Collection entries:
┌────────
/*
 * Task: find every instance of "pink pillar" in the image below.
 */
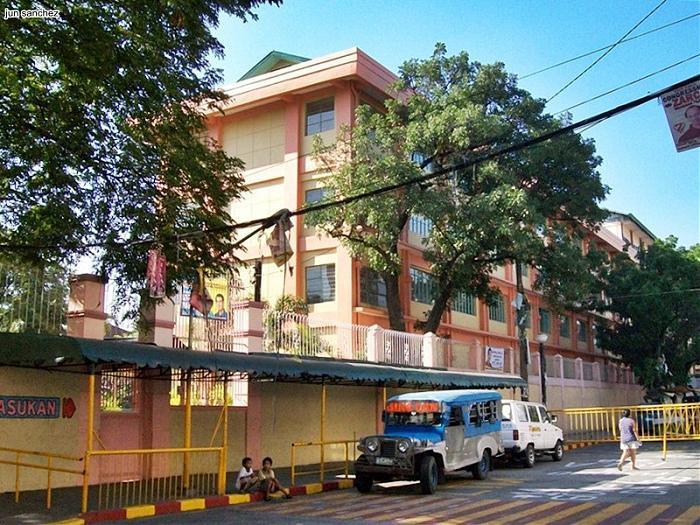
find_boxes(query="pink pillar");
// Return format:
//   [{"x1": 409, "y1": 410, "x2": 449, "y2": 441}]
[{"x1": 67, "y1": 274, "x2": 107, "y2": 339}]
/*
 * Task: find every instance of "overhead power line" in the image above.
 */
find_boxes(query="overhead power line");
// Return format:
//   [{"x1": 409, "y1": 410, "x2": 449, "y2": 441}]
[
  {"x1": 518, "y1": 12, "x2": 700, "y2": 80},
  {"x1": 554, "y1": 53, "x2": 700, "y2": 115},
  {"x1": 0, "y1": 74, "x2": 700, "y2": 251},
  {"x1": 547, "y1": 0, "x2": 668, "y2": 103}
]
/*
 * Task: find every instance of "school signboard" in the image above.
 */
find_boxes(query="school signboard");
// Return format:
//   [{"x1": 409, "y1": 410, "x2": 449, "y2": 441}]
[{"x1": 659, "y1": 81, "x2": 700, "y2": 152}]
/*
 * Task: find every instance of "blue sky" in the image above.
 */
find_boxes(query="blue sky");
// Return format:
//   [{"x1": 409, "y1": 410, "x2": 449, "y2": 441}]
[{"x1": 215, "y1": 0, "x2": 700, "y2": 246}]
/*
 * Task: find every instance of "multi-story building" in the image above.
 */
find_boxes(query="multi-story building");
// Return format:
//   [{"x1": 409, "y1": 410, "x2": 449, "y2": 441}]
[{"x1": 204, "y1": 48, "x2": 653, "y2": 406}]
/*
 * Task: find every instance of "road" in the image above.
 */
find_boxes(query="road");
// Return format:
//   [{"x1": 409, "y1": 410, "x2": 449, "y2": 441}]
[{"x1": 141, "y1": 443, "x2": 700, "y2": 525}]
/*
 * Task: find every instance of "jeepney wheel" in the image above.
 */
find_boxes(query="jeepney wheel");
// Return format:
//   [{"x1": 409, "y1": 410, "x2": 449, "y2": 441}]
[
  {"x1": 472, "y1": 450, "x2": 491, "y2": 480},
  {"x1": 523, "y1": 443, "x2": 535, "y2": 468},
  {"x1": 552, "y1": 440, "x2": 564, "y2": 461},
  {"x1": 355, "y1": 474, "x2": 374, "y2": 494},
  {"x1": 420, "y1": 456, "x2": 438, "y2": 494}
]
└────────
┌────────
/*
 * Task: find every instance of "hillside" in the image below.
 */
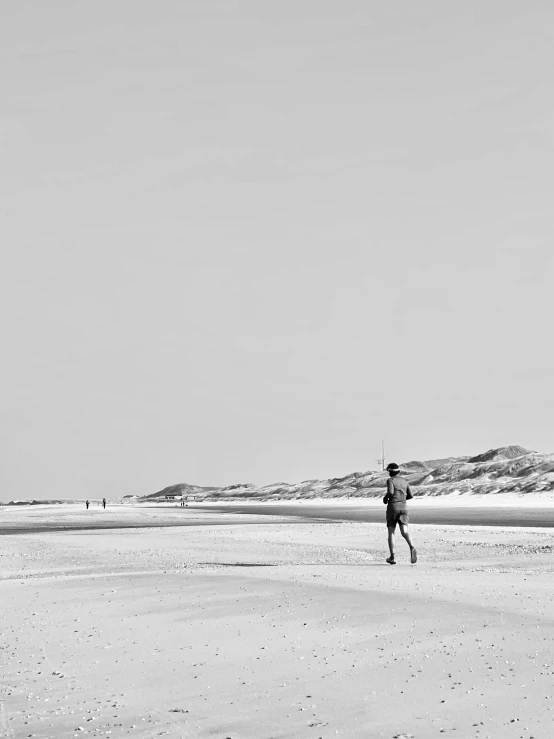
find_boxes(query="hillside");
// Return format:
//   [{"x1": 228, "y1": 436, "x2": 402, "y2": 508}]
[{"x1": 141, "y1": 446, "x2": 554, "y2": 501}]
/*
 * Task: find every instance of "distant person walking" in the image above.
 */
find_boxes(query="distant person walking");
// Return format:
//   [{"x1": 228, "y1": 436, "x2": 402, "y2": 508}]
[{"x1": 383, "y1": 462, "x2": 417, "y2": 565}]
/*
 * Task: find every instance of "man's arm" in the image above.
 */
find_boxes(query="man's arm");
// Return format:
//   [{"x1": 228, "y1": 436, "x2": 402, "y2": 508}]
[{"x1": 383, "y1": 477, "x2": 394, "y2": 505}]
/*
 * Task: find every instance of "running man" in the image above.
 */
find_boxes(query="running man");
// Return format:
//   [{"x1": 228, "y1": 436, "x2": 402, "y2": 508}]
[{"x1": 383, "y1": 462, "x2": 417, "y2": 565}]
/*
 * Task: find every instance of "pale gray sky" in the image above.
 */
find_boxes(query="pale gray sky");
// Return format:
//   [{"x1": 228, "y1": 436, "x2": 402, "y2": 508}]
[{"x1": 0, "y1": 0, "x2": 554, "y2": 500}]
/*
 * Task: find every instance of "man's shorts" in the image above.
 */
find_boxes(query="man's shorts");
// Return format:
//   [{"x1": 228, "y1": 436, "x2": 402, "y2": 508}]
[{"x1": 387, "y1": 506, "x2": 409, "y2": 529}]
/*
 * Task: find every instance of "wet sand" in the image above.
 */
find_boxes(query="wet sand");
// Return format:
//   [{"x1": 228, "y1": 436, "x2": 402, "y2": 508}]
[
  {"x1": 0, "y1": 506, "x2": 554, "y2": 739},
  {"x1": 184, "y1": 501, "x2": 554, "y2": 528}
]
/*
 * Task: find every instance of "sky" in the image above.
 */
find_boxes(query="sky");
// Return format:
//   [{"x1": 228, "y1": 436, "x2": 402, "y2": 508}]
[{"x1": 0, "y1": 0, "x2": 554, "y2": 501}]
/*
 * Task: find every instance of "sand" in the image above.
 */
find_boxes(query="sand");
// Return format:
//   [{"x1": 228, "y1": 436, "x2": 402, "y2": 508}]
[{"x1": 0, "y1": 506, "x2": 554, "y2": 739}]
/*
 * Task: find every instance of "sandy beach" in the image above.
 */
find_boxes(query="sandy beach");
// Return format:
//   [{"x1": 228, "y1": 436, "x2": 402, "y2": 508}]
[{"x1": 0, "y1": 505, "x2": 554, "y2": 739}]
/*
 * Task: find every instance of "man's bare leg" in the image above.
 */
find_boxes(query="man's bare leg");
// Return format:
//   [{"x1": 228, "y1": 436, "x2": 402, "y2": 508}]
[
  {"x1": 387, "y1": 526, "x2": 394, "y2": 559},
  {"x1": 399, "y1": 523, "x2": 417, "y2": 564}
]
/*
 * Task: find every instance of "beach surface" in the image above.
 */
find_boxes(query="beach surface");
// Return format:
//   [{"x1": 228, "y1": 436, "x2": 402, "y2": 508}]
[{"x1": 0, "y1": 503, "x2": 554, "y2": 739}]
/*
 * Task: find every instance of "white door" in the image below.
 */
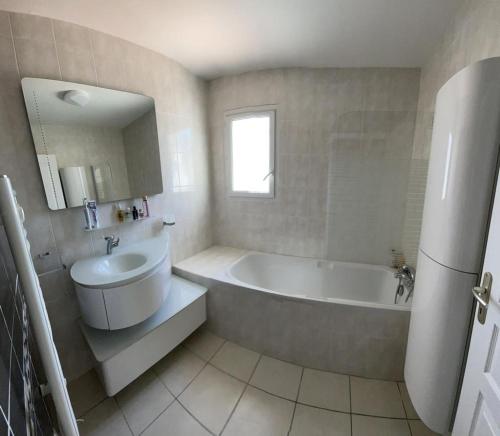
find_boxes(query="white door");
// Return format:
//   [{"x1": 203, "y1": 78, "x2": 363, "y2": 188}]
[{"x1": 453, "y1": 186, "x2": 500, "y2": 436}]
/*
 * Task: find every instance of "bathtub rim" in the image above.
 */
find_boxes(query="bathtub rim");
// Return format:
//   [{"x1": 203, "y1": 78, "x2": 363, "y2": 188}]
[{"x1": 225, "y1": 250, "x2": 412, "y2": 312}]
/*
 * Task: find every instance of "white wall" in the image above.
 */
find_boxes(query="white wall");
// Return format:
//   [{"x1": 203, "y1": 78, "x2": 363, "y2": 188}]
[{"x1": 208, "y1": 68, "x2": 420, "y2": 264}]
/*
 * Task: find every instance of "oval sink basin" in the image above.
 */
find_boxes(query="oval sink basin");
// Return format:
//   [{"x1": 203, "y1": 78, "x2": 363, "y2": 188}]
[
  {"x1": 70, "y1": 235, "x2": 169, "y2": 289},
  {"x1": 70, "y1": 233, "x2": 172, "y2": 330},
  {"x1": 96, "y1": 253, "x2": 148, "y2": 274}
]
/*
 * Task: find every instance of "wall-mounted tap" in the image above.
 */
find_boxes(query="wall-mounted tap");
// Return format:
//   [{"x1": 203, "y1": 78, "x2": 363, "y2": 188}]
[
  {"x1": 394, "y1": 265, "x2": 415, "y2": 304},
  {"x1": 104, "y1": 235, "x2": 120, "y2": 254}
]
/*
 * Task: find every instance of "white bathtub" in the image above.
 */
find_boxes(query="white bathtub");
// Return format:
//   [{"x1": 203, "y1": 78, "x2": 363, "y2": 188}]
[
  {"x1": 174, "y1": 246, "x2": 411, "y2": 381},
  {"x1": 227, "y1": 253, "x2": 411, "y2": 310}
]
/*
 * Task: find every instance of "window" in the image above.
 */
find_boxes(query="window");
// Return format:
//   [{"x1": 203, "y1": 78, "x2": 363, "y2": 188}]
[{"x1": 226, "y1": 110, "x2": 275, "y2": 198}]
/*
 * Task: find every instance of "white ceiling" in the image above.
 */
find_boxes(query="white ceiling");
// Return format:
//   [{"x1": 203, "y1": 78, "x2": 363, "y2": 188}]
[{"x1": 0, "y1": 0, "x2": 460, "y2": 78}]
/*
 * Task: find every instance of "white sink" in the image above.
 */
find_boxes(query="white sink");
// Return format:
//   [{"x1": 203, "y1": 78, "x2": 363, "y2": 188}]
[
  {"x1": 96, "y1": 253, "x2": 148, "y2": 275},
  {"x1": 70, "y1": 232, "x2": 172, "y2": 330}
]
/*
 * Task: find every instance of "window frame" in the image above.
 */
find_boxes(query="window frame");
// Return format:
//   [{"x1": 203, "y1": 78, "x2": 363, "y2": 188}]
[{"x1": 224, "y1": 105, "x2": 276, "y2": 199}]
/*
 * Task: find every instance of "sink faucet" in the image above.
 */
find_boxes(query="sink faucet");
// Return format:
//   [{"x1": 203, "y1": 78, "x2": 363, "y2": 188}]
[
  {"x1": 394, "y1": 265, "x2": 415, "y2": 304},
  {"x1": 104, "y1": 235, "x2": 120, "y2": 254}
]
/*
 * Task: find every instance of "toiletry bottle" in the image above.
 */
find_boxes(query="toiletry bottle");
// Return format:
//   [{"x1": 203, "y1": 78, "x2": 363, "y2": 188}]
└────────
**Task to carry out**
Gather each line of the entries above that includes the string "pale", and copy every such line in full.

**Result of this exercise**
 * Task: find every instance of "pale gray sky" in the image above.
find_boxes(query="pale gray sky");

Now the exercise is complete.